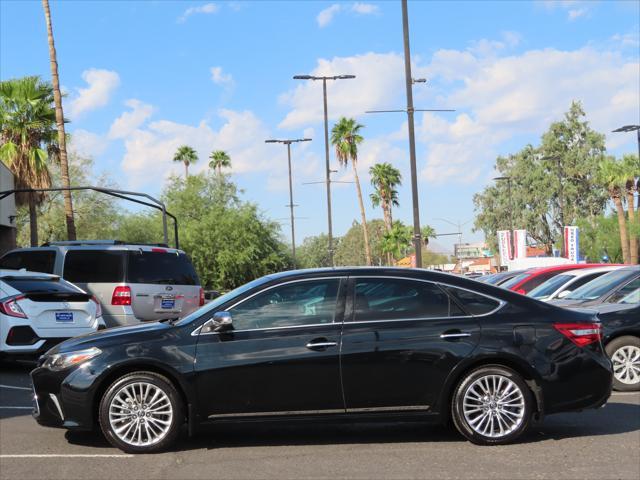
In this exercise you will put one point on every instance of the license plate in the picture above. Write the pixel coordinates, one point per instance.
(64, 317)
(167, 303)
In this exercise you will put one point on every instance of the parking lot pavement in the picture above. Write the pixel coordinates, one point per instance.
(598, 444)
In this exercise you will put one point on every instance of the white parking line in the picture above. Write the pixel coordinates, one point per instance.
(62, 455)
(15, 388)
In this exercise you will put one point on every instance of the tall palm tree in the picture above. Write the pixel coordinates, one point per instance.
(219, 159)
(187, 155)
(29, 139)
(384, 179)
(631, 169)
(345, 137)
(612, 176)
(62, 144)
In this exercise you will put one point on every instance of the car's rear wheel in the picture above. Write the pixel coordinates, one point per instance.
(625, 356)
(141, 412)
(492, 405)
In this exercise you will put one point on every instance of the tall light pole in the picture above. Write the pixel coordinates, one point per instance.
(291, 204)
(631, 128)
(326, 147)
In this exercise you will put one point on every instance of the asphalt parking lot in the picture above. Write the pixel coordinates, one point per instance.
※
» REQUIRED ACTION
When you set down the material above, keep every word exact and include no pictures.

» OUTPUT
In this exercise you will put one point on every instance of the license plate in the picture above. Write the pixel coordinates, one point per instance.
(64, 317)
(167, 303)
In this exercise you will put one point on every instance of the parking lot pavement in the picture above. Write the pixel coordinates, one point per instance.
(598, 444)
In this exercise you will put one point on every instance of the white parking line in the picture above. Write the pixel coordinates, one point per instance.
(62, 455)
(15, 388)
In this exercise you will put one point on every instance of the tall palm tree in the picture above. Write the pixel coordinates, one point per instance.
(219, 159)
(187, 155)
(29, 139)
(384, 179)
(631, 169)
(345, 137)
(612, 176)
(62, 144)
In this exercise you will put one point on every instance of the car's rear wheel in the picture above. Write the pixel coordinates, one point per instance.
(625, 356)
(141, 412)
(492, 405)
In this exercise you will put one point on every instance of the tall light pole in the picture above. Write the pixel coordinates, one point per instance.
(291, 204)
(631, 128)
(326, 147)
In this exercise you will put one point on every instance of the asphalt parking lot in the picture above. Write the pixel coordinates, one point per instance.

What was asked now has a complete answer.